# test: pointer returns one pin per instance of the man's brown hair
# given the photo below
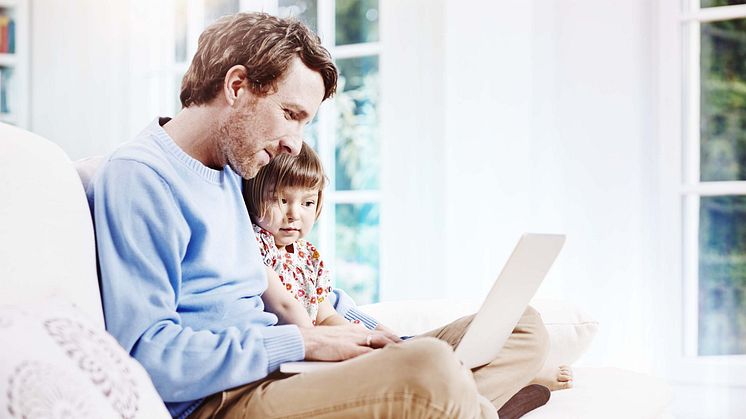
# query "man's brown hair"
(284, 171)
(262, 43)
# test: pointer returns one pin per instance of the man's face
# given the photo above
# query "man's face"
(261, 127)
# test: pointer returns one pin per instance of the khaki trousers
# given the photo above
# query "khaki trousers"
(418, 378)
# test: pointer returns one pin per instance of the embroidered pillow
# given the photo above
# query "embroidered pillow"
(56, 364)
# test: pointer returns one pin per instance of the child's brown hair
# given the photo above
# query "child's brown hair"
(284, 171)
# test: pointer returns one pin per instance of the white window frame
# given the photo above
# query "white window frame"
(678, 104)
(326, 118)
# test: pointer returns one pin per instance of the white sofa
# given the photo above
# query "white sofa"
(57, 357)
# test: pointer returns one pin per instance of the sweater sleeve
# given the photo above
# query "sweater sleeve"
(142, 238)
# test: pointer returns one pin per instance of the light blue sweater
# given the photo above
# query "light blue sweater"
(181, 275)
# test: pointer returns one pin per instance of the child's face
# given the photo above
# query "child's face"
(292, 217)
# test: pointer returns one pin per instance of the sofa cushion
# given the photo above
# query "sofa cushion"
(47, 247)
(56, 363)
(608, 393)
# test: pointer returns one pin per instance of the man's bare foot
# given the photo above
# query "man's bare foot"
(558, 378)
(527, 399)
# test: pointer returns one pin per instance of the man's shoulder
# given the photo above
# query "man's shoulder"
(141, 156)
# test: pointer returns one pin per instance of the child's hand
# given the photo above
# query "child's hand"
(387, 332)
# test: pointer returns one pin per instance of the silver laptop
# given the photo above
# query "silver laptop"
(502, 308)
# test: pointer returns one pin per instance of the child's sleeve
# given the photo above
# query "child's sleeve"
(270, 254)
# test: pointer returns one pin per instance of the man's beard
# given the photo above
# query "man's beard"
(235, 147)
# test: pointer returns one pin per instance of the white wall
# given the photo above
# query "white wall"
(89, 65)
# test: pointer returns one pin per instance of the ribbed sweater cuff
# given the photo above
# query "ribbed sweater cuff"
(355, 314)
(283, 344)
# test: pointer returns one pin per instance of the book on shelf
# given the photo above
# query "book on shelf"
(4, 109)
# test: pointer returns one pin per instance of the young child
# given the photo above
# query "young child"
(284, 201)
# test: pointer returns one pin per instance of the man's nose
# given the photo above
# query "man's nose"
(291, 144)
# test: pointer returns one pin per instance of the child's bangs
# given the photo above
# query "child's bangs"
(303, 174)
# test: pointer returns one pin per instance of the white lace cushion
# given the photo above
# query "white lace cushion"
(56, 364)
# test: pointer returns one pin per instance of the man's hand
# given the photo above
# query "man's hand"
(337, 343)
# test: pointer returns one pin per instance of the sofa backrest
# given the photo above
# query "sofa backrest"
(47, 246)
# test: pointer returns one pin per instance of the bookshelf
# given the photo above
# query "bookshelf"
(14, 62)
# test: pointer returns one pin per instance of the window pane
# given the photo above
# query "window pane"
(303, 10)
(356, 266)
(356, 21)
(723, 101)
(180, 26)
(218, 8)
(722, 275)
(713, 3)
(356, 149)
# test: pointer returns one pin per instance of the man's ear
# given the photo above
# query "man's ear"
(235, 84)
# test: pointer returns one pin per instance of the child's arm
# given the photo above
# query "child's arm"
(278, 301)
(327, 316)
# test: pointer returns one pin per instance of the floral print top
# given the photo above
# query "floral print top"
(301, 271)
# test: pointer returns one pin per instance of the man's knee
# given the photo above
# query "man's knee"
(533, 326)
(432, 373)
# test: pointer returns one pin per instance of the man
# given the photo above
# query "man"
(181, 275)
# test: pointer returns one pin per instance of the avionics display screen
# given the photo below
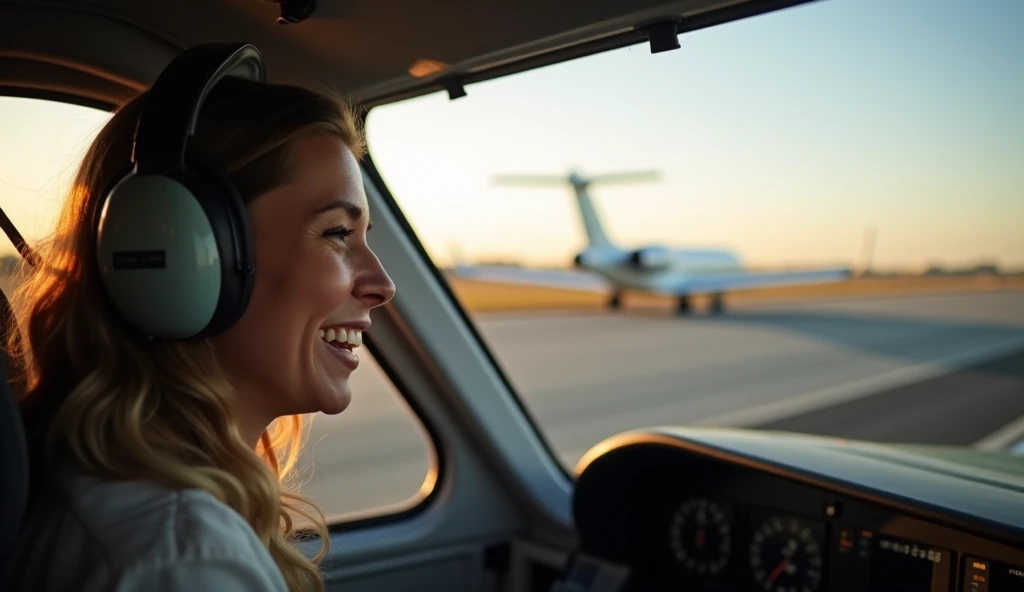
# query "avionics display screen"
(899, 565)
(986, 576)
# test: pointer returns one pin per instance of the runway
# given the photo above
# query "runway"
(936, 369)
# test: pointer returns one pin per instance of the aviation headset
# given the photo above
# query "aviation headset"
(174, 245)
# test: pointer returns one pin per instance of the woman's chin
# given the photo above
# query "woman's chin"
(336, 402)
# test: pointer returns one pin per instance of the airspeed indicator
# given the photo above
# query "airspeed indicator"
(700, 537)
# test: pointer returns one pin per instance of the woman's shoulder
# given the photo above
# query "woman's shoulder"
(137, 536)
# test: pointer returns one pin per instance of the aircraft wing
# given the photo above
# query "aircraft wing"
(567, 279)
(749, 280)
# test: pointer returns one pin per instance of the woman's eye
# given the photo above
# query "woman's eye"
(338, 233)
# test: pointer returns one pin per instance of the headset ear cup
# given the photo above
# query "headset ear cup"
(158, 256)
(229, 220)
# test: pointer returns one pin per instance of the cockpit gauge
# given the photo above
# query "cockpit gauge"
(785, 555)
(700, 537)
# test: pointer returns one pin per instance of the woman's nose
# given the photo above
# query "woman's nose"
(375, 286)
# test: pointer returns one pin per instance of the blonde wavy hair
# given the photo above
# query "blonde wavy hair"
(123, 407)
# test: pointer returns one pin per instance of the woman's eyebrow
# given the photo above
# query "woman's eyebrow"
(355, 212)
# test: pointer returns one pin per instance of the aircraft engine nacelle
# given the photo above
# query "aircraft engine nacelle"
(651, 258)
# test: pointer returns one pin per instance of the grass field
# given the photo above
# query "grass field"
(479, 296)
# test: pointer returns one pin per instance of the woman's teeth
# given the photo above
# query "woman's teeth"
(342, 336)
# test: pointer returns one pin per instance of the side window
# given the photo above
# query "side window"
(373, 458)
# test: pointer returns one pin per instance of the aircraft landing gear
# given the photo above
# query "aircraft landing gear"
(717, 303)
(684, 307)
(615, 301)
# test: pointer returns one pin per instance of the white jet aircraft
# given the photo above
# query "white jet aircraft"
(651, 268)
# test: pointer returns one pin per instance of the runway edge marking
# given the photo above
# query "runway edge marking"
(860, 388)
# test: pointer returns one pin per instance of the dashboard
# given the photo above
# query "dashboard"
(699, 509)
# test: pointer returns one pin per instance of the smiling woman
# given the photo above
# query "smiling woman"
(340, 468)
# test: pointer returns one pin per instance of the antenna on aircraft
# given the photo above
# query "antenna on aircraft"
(576, 179)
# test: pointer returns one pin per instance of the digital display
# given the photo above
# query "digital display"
(899, 565)
(985, 576)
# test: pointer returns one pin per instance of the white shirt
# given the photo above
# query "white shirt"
(93, 536)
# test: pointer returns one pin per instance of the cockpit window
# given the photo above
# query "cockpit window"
(811, 220)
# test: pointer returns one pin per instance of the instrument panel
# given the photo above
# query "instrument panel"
(682, 518)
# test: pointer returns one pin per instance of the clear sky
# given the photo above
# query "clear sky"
(782, 136)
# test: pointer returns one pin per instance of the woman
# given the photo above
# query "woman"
(164, 462)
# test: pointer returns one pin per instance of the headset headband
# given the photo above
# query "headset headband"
(171, 110)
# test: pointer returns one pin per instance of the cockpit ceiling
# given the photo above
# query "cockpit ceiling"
(109, 49)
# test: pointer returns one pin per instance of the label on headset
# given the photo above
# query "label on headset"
(139, 260)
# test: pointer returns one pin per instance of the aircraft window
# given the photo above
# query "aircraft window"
(349, 466)
(782, 154)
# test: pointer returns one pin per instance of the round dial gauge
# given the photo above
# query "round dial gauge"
(700, 537)
(785, 556)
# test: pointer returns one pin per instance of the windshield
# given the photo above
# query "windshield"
(811, 220)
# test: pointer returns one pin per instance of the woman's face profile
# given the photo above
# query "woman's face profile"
(316, 279)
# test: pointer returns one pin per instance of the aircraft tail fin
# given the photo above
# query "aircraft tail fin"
(588, 212)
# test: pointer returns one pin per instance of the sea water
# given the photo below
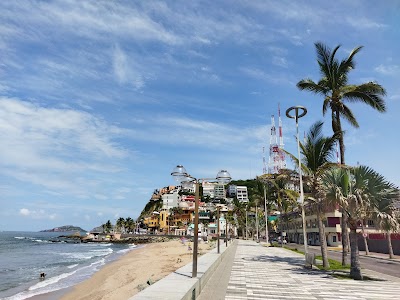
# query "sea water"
(24, 255)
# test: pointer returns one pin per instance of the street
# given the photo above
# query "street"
(375, 261)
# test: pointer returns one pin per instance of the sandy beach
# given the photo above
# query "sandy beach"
(129, 274)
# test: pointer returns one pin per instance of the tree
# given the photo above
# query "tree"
(386, 216)
(120, 224)
(337, 92)
(317, 151)
(129, 224)
(107, 227)
(359, 191)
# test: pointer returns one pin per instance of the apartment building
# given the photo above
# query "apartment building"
(238, 191)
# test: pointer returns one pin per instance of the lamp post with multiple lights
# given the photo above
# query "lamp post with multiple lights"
(180, 174)
(299, 111)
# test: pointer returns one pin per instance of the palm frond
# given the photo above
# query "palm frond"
(349, 116)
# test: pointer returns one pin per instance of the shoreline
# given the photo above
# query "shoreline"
(130, 273)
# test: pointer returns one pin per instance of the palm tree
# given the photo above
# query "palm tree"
(120, 224)
(359, 191)
(129, 224)
(317, 151)
(386, 215)
(337, 92)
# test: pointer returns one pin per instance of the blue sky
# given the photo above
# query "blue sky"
(99, 100)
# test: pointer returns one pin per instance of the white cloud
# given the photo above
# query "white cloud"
(126, 70)
(364, 23)
(279, 61)
(37, 214)
(24, 212)
(263, 76)
(52, 147)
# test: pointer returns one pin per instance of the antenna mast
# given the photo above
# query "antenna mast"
(277, 160)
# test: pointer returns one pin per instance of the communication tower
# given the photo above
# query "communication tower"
(264, 163)
(277, 160)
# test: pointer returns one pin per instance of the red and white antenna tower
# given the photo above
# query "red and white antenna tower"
(264, 163)
(277, 160)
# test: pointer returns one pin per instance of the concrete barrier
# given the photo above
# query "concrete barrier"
(180, 285)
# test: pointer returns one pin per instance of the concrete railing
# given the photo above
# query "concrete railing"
(180, 284)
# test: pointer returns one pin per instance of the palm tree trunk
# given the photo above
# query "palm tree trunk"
(365, 238)
(345, 240)
(337, 128)
(322, 238)
(355, 268)
(389, 240)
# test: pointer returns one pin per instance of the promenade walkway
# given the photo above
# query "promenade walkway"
(258, 272)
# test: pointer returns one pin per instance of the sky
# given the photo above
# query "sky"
(100, 100)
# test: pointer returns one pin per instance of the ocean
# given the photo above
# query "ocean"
(24, 255)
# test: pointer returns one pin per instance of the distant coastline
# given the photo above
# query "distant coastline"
(65, 228)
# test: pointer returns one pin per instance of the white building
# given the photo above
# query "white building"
(171, 199)
(238, 191)
(208, 189)
(219, 191)
(241, 193)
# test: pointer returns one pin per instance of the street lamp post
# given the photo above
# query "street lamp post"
(218, 208)
(266, 217)
(300, 111)
(226, 229)
(180, 174)
(246, 223)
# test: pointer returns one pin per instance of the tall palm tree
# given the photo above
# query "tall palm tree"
(386, 215)
(317, 152)
(129, 224)
(337, 92)
(120, 224)
(358, 190)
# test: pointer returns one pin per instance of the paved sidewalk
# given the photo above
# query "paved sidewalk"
(274, 273)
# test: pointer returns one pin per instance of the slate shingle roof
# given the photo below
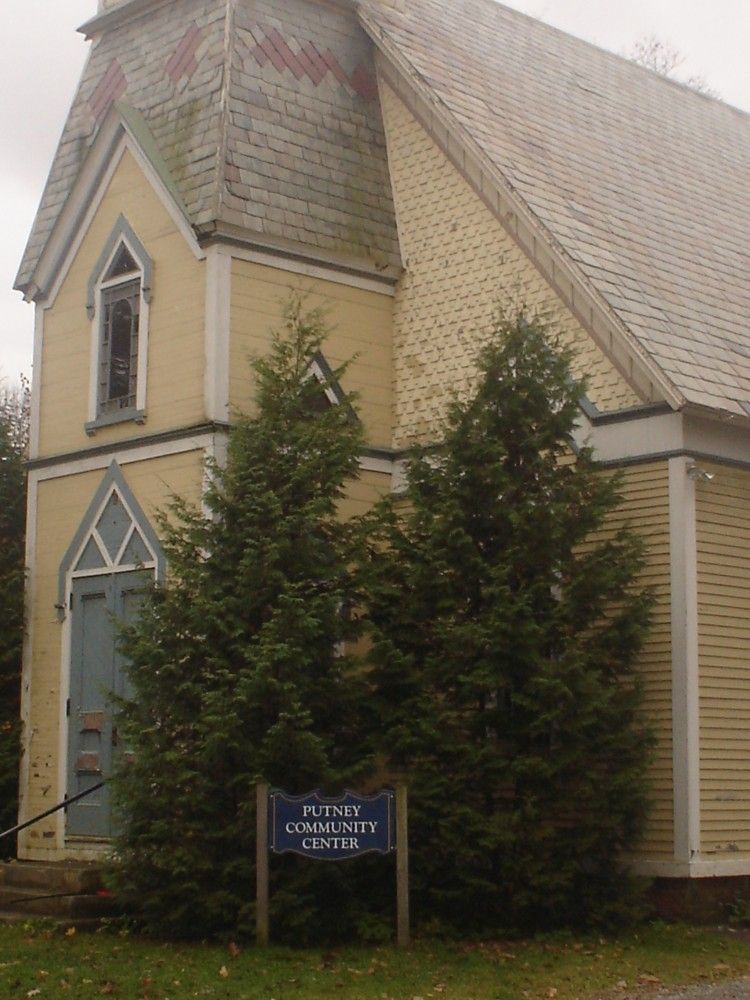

-.-.-

Your assignment: Beginning at the line with "# test: pointer returns one pin per instance of the aviation" and ending at the line with "the aircraft engine nacelle", reproduce each line of the data above exactly, and add no other lines.

Answer box:
# test: pointer returns one pin per instance of the aviation headset
# given the photo above
# query "aviation headset"
(174, 245)
# test: pointer returns one pin per instance of the woman's chin
# given the photo above
# query "woman's chin"
(336, 402)
# test: pointer returns one pin per instance of the airspeed indicator
# given the photo above
# query "airspeed indicator"
(700, 537)
# test: pointer returns one pin per instance of the woman's shoulder
# given the photo above
# query "woman's shoulder"
(137, 536)
# test: pointer returns one pin per instance of the aircraft wing
# given the photo above
# query "aircraft wing"
(567, 279)
(749, 280)
# test: pointer returns one pin per instance of the woman's eye
# given the photo above
# query "woman's eye"
(338, 233)
# test: pointer returns one pin per instance of the headset ear cup
# given the photo above
# query "headset ear cup"
(158, 256)
(229, 220)
# test: pointer returns one pin per instance of the cockpit gauge
# given the photo above
# query "cockpit gauge"
(785, 555)
(700, 537)
# test: pointer returns one pin per instance of the woman's nose
# given the photo above
# query "woman's nose"
(375, 286)
# test: pointer returns one pin per instance of the blonde wavy hair
# given the photo above
# query "blonde wavy hair"
(123, 407)
# test: pointer returns one pin per instance of the woman's eyebrow
# given the photo above
# query "woman's eyebrow"
(355, 212)
# test: pointer returns one pin per instance of the aircraft engine nacelle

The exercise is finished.